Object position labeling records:
== == ==

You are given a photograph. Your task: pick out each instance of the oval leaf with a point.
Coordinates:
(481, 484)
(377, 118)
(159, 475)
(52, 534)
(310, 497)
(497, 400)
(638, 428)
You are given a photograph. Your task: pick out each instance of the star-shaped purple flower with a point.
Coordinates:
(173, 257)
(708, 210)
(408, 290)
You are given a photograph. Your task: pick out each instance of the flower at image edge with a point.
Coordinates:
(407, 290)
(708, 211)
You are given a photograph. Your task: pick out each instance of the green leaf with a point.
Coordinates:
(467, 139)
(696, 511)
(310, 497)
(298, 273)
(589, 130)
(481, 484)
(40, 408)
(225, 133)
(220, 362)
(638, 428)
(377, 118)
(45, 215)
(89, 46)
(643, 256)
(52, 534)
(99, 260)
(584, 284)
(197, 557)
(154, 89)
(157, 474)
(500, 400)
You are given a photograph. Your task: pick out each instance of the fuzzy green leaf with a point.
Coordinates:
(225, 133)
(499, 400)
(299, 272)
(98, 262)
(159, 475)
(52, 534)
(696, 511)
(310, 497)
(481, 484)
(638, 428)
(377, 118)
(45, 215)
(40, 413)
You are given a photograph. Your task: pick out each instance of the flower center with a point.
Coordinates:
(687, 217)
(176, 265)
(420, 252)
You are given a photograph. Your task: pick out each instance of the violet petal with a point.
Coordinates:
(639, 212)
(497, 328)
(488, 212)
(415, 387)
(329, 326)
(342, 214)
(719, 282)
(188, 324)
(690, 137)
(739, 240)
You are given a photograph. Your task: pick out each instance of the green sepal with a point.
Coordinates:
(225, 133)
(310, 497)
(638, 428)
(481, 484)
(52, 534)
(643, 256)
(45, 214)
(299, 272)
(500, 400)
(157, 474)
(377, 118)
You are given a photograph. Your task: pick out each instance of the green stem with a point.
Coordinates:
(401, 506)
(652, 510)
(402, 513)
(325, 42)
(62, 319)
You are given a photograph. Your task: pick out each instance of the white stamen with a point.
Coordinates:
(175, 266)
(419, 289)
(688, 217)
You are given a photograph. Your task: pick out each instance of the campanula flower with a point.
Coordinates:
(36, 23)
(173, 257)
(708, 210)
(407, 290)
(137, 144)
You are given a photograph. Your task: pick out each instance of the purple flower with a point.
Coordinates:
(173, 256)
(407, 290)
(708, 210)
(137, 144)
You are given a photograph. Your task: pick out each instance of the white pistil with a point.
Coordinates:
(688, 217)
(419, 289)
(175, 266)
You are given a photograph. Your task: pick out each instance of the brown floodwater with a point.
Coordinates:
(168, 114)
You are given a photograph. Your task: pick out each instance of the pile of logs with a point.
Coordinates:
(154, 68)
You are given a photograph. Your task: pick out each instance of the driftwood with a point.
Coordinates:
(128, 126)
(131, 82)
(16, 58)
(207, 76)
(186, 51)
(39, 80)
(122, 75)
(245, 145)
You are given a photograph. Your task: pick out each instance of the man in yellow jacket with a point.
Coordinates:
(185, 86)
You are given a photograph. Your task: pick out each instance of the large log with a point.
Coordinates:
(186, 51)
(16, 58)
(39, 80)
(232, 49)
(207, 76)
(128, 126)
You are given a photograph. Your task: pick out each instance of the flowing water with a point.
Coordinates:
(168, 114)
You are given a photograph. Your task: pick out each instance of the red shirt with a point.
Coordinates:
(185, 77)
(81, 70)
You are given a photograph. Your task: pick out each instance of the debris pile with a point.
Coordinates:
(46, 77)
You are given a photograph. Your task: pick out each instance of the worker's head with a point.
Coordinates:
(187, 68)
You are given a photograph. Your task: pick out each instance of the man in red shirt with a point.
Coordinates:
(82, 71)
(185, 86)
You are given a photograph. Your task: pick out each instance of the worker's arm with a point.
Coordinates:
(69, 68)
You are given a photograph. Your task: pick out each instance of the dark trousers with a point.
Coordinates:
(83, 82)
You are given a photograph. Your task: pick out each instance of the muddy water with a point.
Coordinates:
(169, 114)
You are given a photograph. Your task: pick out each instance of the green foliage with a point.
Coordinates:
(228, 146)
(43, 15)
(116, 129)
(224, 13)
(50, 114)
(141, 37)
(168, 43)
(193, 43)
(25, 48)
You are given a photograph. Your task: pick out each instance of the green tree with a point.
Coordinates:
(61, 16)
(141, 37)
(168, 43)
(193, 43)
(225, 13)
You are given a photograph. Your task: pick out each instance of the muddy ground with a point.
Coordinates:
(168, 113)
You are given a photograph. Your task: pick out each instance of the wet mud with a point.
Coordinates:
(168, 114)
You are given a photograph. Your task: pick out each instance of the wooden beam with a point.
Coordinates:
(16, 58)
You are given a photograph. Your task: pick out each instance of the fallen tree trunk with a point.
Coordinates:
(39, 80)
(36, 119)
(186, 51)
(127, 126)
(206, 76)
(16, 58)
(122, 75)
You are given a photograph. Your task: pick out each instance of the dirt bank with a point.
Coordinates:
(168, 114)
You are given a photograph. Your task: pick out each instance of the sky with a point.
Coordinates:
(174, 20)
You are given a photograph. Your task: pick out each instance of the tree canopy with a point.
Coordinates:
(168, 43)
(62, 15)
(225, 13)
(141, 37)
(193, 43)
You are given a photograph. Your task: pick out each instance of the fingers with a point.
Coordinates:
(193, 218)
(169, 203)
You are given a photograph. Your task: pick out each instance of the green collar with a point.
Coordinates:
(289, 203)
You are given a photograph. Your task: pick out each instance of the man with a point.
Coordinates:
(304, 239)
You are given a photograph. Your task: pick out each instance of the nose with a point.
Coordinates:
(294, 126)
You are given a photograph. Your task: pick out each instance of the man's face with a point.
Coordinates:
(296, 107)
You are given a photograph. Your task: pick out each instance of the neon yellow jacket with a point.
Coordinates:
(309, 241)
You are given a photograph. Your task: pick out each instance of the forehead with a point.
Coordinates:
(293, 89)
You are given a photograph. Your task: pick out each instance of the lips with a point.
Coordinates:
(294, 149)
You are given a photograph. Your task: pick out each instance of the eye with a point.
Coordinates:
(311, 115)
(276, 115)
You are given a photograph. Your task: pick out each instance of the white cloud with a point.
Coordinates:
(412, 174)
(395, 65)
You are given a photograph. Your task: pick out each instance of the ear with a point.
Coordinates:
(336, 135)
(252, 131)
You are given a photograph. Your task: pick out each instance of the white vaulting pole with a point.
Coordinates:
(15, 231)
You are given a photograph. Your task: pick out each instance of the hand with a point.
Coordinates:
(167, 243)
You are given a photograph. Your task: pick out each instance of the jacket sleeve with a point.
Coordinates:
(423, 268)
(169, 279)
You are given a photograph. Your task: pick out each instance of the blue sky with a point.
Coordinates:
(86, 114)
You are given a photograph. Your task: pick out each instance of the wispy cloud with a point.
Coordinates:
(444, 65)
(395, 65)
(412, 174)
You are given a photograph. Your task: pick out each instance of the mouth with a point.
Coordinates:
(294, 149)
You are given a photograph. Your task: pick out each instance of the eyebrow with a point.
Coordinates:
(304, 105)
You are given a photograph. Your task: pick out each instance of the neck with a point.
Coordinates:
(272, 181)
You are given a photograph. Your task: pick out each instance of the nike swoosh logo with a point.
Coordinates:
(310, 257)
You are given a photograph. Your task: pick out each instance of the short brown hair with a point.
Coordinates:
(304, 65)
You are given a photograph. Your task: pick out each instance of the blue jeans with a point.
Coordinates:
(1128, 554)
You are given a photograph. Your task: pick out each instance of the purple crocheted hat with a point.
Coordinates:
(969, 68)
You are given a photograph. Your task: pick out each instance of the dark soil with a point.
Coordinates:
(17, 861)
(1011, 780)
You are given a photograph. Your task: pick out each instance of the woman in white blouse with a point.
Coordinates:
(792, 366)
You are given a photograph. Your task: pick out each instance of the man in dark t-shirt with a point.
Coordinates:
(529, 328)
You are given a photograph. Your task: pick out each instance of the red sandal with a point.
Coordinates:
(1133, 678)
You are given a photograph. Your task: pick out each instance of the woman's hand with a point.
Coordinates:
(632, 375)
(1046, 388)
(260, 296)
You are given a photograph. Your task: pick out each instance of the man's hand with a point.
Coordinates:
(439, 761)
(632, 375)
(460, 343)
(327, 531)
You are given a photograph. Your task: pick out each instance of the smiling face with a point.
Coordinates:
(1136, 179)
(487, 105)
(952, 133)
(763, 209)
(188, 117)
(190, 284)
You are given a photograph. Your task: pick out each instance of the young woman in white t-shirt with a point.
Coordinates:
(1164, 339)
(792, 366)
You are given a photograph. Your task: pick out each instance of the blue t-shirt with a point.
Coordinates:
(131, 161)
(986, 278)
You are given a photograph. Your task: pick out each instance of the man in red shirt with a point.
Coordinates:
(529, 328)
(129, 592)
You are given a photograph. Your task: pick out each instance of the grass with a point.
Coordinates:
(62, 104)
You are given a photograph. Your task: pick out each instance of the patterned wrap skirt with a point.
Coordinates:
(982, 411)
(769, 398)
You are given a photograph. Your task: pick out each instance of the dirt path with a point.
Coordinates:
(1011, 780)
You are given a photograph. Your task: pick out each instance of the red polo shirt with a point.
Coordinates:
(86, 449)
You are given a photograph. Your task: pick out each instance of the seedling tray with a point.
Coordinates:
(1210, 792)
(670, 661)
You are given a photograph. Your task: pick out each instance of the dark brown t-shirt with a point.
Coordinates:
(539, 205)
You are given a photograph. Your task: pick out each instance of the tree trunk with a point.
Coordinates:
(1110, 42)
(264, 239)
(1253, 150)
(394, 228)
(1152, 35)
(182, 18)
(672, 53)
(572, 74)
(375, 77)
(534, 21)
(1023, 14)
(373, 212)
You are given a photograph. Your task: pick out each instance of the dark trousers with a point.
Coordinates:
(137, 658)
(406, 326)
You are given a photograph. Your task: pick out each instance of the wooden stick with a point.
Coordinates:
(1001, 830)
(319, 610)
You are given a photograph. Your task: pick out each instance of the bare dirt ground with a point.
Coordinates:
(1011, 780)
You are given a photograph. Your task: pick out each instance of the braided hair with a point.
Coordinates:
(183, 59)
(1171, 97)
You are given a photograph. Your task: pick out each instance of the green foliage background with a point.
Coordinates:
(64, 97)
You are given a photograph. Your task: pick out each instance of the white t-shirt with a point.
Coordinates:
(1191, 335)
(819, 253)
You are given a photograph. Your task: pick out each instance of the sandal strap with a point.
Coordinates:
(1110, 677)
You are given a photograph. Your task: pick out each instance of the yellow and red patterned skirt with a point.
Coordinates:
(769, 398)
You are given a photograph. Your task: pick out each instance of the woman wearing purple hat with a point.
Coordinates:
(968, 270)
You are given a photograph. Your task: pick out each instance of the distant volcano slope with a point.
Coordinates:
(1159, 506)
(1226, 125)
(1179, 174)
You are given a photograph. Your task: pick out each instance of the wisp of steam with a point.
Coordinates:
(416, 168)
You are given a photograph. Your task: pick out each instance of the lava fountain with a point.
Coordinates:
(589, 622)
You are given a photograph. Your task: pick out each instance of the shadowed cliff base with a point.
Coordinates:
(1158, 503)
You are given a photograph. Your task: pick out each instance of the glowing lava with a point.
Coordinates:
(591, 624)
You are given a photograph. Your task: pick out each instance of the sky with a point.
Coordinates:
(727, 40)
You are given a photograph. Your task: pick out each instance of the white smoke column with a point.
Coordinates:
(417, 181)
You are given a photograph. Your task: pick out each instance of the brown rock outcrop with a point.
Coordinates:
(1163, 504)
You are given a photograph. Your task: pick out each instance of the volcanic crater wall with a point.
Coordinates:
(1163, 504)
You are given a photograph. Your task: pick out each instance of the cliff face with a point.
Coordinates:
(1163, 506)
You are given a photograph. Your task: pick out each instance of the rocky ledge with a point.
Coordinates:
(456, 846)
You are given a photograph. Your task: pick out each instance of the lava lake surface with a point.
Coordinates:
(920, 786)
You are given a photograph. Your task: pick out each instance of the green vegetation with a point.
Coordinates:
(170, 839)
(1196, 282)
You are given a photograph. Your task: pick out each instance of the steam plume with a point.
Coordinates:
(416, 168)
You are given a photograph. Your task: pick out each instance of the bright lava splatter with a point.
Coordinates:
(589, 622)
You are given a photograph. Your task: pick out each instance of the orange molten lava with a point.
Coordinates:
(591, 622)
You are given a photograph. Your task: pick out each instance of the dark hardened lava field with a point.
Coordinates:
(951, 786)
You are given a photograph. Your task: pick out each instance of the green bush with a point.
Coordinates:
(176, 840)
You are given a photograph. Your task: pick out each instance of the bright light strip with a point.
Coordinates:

== == ==

▶ _WHAT IS EXPECTED_
Rescale the records from the line containing "vegetation with a point." through the end of the records, writing out every line again, requests included. Multiply each point coordinate by 1.4 and round it to a whole number, with halves rounded up.

▶ _FINISHED TASK_
You are given a photograph. Your task: pick out each instance of the green vegetation with a point.
Coordinates:
(238, 1175)
(1674, 395)
You are given a photograph. Your task: pick out each instance of the steam plume with a point.
Coordinates:
(582, 235)
You are given a photograph. Your task: pick out each instance of the bright lava splatter with a point.
Coordinates:
(825, 871)
You are given a photograph. Your task: pick out each instance of the orange molten lava with a point.
Coordinates:
(827, 871)
You are given a photograph. Your task: pick out each instance of the dark hardened lava field with a point.
Coordinates:
(1331, 1100)
You are given a photograph. Your task: pick out each instance of the green bush with a point.
Coordinates:
(246, 1176)
You are given a photograph. Your task: pick out each instance of the bright light strip with a point.
Coordinates:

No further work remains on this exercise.